§ EXERCISE: Look through the data below and, wherever a line carries the word "pixels", please copy that line.

···

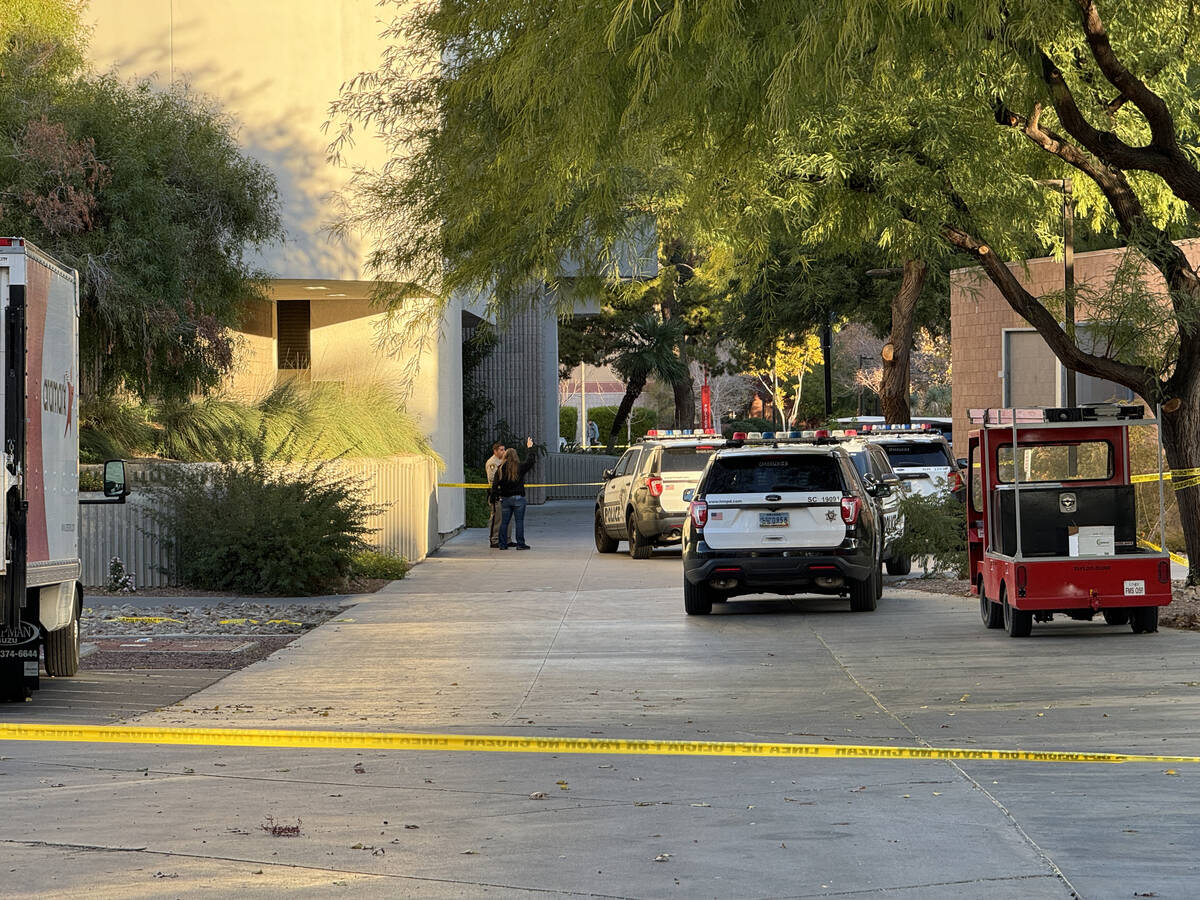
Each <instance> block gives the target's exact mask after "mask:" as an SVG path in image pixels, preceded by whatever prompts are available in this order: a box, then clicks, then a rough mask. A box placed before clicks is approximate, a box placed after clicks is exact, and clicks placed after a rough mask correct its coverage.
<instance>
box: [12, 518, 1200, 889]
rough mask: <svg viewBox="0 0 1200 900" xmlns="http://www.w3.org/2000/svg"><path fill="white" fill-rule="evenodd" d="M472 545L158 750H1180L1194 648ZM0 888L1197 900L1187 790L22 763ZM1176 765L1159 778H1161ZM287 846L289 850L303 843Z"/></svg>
mask: <svg viewBox="0 0 1200 900" xmlns="http://www.w3.org/2000/svg"><path fill="white" fill-rule="evenodd" d="M590 530H592V523H590V504H588V503H556V504H550V505H547V506H544V508H534V509H530V511H529V516H528V534H527V539H528V541H529V544H530V545H532V546H533V547H534V548H533V550H532V551H529V552H516V551H506V552H497V551H490V550H488V548H487V546H486V535H485V533H484V532H481V530H473V532H467V533H466V534H463V535H460V536H458V538H456V539H455V540H452V541H451V542H450V544H449V545H446V547H444V548H443V550H442V551H440V552H439V553H438V554H437V556H434V557H432V558H430V559H428V560H426V562H425V563H422V564H421V565H420V566H416V568H415V569H414V570H413V571H412V574H410V575H409V577H408V578H406V580H404V581H402V582H397V583H395V584H392V586H390V588H388V589H386V590H385V592H382V593H379V594H374V595H370V596H367V598H365V599H364V600H362V602H360V604H359V605H358V606H355V607H353V608H350V610H347V611H346V612H343V613H342V614H341V616H338V617H337V618H336V619H334V620H331V622H330V623H329V624H326V625H324V626H322V628H320V629H317V630H316V631H312V632H308V634H307V635H305V636H302V637H301V638H299V640H298V641H296V642H294V643H293V644H290V646H289V647H288V648H286V649H284V650H282V652H280V653H278V654H276V655H275V656H272V658H271V659H269V660H265V661H263V662H260V664H257V665H254V666H252V667H250V668H246V670H242V671H240V672H236V673H234V674H232V676H230V677H228V678H226V679H223V680H222V682H220V683H217V684H214V685H211V686H210V688H208V689H205V690H202V691H199V692H197V694H196V695H193V696H191V697H188V698H187V700H186V701H184V702H182V703H179V704H175V706H173V707H169V708H166V709H162V710H158V712H155V713H151V714H148V715H144V716H142V718H140V719H139V720H138V721H139V724H143V725H181V726H217V727H222V726H224V727H227V726H242V727H248V726H263V727H268V728H271V727H276V728H277V727H298V728H320V730H370V731H407V730H413V731H452V732H461V733H485V734H522V736H569V737H612V738H618V737H620V738H634V737H636V738H644V739H650V738H662V739H700V740H716V739H728V740H768V742H791V743H829V744H870V745H893V746H895V745H922V744H924V745H934V746H998V748H1015V746H1020V748H1027V749H1067V750H1070V749H1074V750H1084V751H1097V750H1111V751H1141V752H1154V754H1190V752H1194V750H1195V745H1196V742H1195V737H1196V734H1198V732H1200V689H1198V688H1196V685H1198V684H1200V672H1198V664H1196V649H1198V647H1200V644H1198V642H1196V635H1194V634H1190V632H1176V631H1170V630H1164V631H1163V632H1162V634H1159V635H1146V636H1136V635H1132V634H1129V631H1128V629H1110V628H1105V626H1103V625H1099V624H1094V623H1086V624H1085V623H1063V624H1062V625H1061V626H1060V624H1058V623H1055V624H1052V625H1050V626H1045V628H1043V629H1039V630H1036V631H1034V636H1033V637H1031V638H1028V640H1026V641H1013V640H1009V638H1007V637H1004V636H1003V635H998V634H997V632H995V631H986V630H984V629H983V626H982V625H980V623H979V618H978V612H977V608H976V605H974V602H973V601H970V600H964V599H955V598H944V596H937V595H930V594H923V593H919V592H911V590H901V589H896V588H895V586H894V583H892V584H889V587H888V588H887V589H886V593H884V599H883V601H882V602H881V606H880V610H878V611H877V612H875V613H869V614H863V613H850V612H848V610H847V606H846V602H845V601H841V600H836V599H796V600H742V601H734V602H731V604H728V605H726V606H725V607H722V608H718V610H715V611H714V614H713V616H710V617H702V618H696V617H686V616H684V613H683V608H682V588H680V584H682V566H680V563H679V558H678V552H671V551H666V552H660V553H656V554H655V558H653V559H649V560H644V562H643V560H631V559H630V558H629V557H628V556H626V554H624V553H622V554H612V556H601V554H598V553H595V552H594V550H593V548H592V534H590ZM4 756H5V757H6V758H4V760H2V761H0V802H2V803H4V808H5V810H6V815H5V817H4V820H0V847H2V852H4V853H5V858H6V860H8V868H10V872H8V874H7V876H6V881H5V886H6V890H5V893H6V895H16V896H20V895H34V894H38V895H41V894H46V893H61V894H64V895H65V894H71V893H78V892H83V890H86V892H88V893H90V894H94V895H98V896H158V895H170V896H204V895H228V894H232V893H238V894H239V895H241V894H245V895H248V896H269V895H270V896H274V895H277V894H278V892H281V890H289V892H298V893H302V892H307V893H311V894H314V895H328V894H329V893H331V892H334V890H336V889H338V888H343V889H348V890H352V892H353V893H354V895H370V896H376V895H378V896H420V898H426V896H433V898H440V896H479V895H485V894H486V895H488V896H505V898H506V896H529V895H539V896H542V895H546V894H550V895H560V896H578V895H587V896H619V898H665V896H679V898H703V896H713V898H728V896H737V898H775V896H833V895H848V896H854V895H864V896H865V895H871V896H874V895H881V894H887V895H889V896H890V895H894V896H904V898H913V899H914V900H916V898H922V899H923V900H924V899H925V898H935V899H936V898H947V899H949V898H1014V899H1015V898H1068V896H1072V895H1078V896H1087V898H1108V896H1112V898H1117V896H1121V898H1127V896H1132V895H1144V896H1146V895H1153V896H1157V898H1190V896H1194V894H1195V886H1196V884H1198V883H1200V862H1198V860H1196V859H1195V857H1194V853H1193V852H1192V851H1193V850H1194V846H1195V836H1196V822H1198V817H1196V814H1195V810H1196V804H1198V800H1200V780H1198V779H1200V773H1198V772H1196V770H1195V767H1187V766H1176V767H1168V766H1132V767H1130V766H1123V767H1106V766H1098V764H1064V763H1057V764H1049V763H1014V762H1004V763H1002V762H958V763H950V762H930V761H919V760H854V758H850V760H838V758H830V760H770V758H720V757H703V756H688V757H678V756H618V755H602V754H596V755H577V756H569V755H554V754H542V755H538V754H505V752H500V754H448V752H438V751H424V752H422V751H397V752H383V751H350V750H306V751H295V750H280V749H260V750H248V749H223V748H215V749H205V748H186V746H182V748H164V746H152V745H149V746H109V745H86V744H79V745H73V744H8V745H5V748H4ZM1169 768H1170V770H1169V772H1168V769H1169ZM271 824H284V826H287V824H293V826H296V827H298V829H299V832H300V834H299V836H295V838H281V836H272V834H271V833H270V826H271Z"/></svg>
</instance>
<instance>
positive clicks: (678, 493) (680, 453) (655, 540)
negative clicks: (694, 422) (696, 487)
mask: <svg viewBox="0 0 1200 900" xmlns="http://www.w3.org/2000/svg"><path fill="white" fill-rule="evenodd" d="M719 446H725V438H722V437H720V436H719V434H716V432H715V431H713V430H710V428H709V430H707V431H659V430H652V431H648V432H646V438H644V439H643V440H640V442H638V443H637V444H635V445H634V446H631V448H629V450H626V451H625V455H624V456H622V457H620V460H619V461H618V462H617V464H616V466H613V467H612V468H611V469H608V470H606V472H605V473H604V486H601V488H600V492H599V494H598V496H596V508H595V545H596V550H598V551H599V552H601V553H614V552H616V551H617V545H618V544H620V541H623V540H625V541H629V554H630V556H631V557H632V558H634V559H648V558H649V556H650V552H652V551H653V550H654V547H655V546H664V545H670V544H678V542H679V540H680V536H682V534H683V523H684V520H685V518H688V500H686V499H685V498H684V492H685V491H690V490H692V488H695V487H696V482H697V481H698V480H700V473H701V472H702V470H703V468H704V463H707V462H708V457H709V456H712V455H713V452H714V451H715V450H716V449H718V448H719Z"/></svg>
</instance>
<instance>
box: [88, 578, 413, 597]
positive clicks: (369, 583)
mask: <svg viewBox="0 0 1200 900" xmlns="http://www.w3.org/2000/svg"><path fill="white" fill-rule="evenodd" d="M384 584H391V580H390V578H349V580H348V581H347V582H346V583H344V584H342V589H341V590H335V592H334V593H332V594H324V595H323V596H349V595H353V594H373V593H376V592H377V590H379V588H382V587H383V586H384ZM83 593H84V594H86V595H88V596H96V598H106V599H110V600H120V599H121V598H122V596H126V595H125V594H110V593H108V592H107V590H104V588H103V587H85V588H84V589H83ZM134 596H185V598H186V596H196V598H212V599H220V598H226V596H227V598H234V596H236V598H242V599H251V600H271V599H275V598H277V596H280V595H278V594H236V593H232V592H227V590H200V589H198V588H179V587H163V588H139V589H138V590H137V592H134Z"/></svg>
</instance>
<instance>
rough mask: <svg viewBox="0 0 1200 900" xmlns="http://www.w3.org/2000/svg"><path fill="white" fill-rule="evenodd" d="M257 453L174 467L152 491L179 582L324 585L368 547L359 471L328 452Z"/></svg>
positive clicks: (205, 583) (350, 564)
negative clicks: (355, 475)
mask: <svg viewBox="0 0 1200 900" xmlns="http://www.w3.org/2000/svg"><path fill="white" fill-rule="evenodd" d="M287 463H288V461H287V460H286V458H278V457H276V458H272V460H266V458H264V454H263V445H262V442H259V444H258V446H257V448H256V449H254V454H253V458H251V460H250V461H245V462H226V463H221V464H216V466H209V467H186V468H185V467H173V469H174V472H172V473H169V476H168V479H167V481H166V482H164V484H161V485H156V486H155V487H154V488H151V490H152V493H154V494H155V496H156V498H157V500H158V503H157V504H156V510H157V511H156V512H155V514H154V515H155V517H156V518H158V521H160V522H161V523H162V524H163V530H164V532H166V535H167V536H166V538H164V542H166V544H167V550H168V553H169V554H170V557H172V558H173V559H174V563H175V575H176V577H178V580H179V581H180V583H182V584H185V586H187V587H193V588H203V589H208V590H233V592H238V593H246V594H276V595H289V594H318V593H325V592H329V590H331V589H335V588H337V587H338V586H340V582H341V581H342V580H343V578H346V576H348V575H349V574H350V572H352V570H353V559H354V557H355V556H356V554H359V553H362V552H364V551H366V550H368V547H367V545H366V541H365V540H364V535H366V534H368V533H370V529H368V528H367V527H366V524H365V522H366V518H367V517H368V516H371V515H377V514H378V512H379V511H380V510H379V508H377V506H373V505H371V504H368V503H367V502H366V500H365V496H364V494H365V486H364V482H362V480H361V479H353V478H346V476H343V475H341V474H340V473H337V472H336V469H335V466H334V463H331V462H317V463H312V462H299V463H292V464H287Z"/></svg>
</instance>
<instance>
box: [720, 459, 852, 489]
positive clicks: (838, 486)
mask: <svg viewBox="0 0 1200 900" xmlns="http://www.w3.org/2000/svg"><path fill="white" fill-rule="evenodd" d="M839 469H840V467H839V466H838V461H836V460H834V458H833V457H832V456H817V455H815V454H806V455H803V456H802V455H799V454H786V455H785V454H779V455H776V456H722V457H720V458H718V460H714V461H713V467H712V468H710V469H709V470H708V478H707V479H706V481H704V493H768V492H773V491H775V492H781V491H836V492H838V493H841V474H840V470H839Z"/></svg>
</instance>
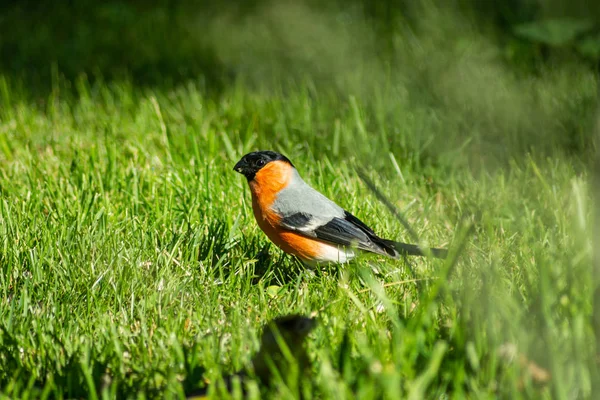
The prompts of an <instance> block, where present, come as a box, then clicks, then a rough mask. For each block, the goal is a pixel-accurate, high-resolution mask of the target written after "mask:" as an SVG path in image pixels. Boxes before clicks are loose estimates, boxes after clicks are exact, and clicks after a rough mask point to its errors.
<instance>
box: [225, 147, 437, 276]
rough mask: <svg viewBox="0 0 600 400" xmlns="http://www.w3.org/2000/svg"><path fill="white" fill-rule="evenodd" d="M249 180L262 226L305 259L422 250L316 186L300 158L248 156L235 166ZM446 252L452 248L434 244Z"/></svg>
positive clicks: (291, 252)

···

§ OUTPUT FOR THIS EXERCISE:
Each <instance> block gives the target's exact mask after "mask:" as an SVG path in image pixels, preceded by whatever prompts are available in this order: a box, then clicks, then a rough mask. A box placed before clicks is approximate, a box placed after clicks is exact, and clicks placed after a rough mask correct its coverage.
The prompts of an <instance> block, where present, come as a box, then clicks, then a rough mask. For each block, the goal is a pixel-accurate, high-resolution mask of the target written after "mask:" as an SVG path in image pixels. Boxes before clicks are loose estimates, boxes after clicks are exact, and clicks after a rough mask point to its errors.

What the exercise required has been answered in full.